Task details: Everything from the line containing "Target: white ceramic dish rim" down to the last line of the entries below must be transcribed exactly, and nothing else.

Data section:

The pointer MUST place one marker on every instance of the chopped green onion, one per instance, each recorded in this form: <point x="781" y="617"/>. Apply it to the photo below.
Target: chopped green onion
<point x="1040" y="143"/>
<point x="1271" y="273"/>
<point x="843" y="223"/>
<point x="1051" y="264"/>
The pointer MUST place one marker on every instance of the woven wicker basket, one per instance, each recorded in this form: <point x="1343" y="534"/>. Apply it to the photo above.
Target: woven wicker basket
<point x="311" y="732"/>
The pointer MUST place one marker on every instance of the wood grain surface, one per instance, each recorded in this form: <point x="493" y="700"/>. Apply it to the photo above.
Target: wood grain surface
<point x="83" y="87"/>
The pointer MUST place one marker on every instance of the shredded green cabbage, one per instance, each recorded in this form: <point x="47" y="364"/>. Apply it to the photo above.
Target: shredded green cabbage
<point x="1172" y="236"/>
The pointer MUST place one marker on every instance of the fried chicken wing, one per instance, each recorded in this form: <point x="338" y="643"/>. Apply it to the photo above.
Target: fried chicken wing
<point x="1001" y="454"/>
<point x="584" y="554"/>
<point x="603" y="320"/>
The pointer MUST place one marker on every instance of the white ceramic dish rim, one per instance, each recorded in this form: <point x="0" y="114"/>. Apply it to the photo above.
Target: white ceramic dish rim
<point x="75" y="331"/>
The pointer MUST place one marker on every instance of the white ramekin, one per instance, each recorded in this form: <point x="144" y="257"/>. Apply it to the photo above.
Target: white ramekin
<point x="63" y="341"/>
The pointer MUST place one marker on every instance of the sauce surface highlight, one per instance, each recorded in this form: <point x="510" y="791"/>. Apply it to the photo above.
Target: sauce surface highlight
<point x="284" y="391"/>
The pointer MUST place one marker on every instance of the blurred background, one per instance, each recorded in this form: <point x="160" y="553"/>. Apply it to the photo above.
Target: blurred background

Exercise answer:
Target: white ceramic dish rim
<point x="75" y="331"/>
The pointer MUST place one marker on every instance of the white ramekin, one per instance, each recorded in this form: <point x="144" y="257"/>. Apply it to the photo above.
Target: white ramekin
<point x="63" y="341"/>
The pointer MUST place one marker on every instance of the sauce surface highlight, one per instance, each recorded in this form: <point x="510" y="791"/>. Apply it to the photo above.
Target: sauce surface highlight
<point x="284" y="391"/>
The pointer MUST place one marker on every instance of the blurred background, one per instance, each recorded in this form: <point x="160" y="553"/>. Apply it to the photo above.
Target: blurred background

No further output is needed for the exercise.